What the task asks – Please copy everything in the listing from the line containing "Tag the church" down to the end of the listing, word for word.

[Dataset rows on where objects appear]

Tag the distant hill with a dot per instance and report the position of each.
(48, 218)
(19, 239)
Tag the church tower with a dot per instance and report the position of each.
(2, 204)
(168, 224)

Solution –
Tag the church tower with a dot per instance and report the position of each.
(2, 204)
(168, 224)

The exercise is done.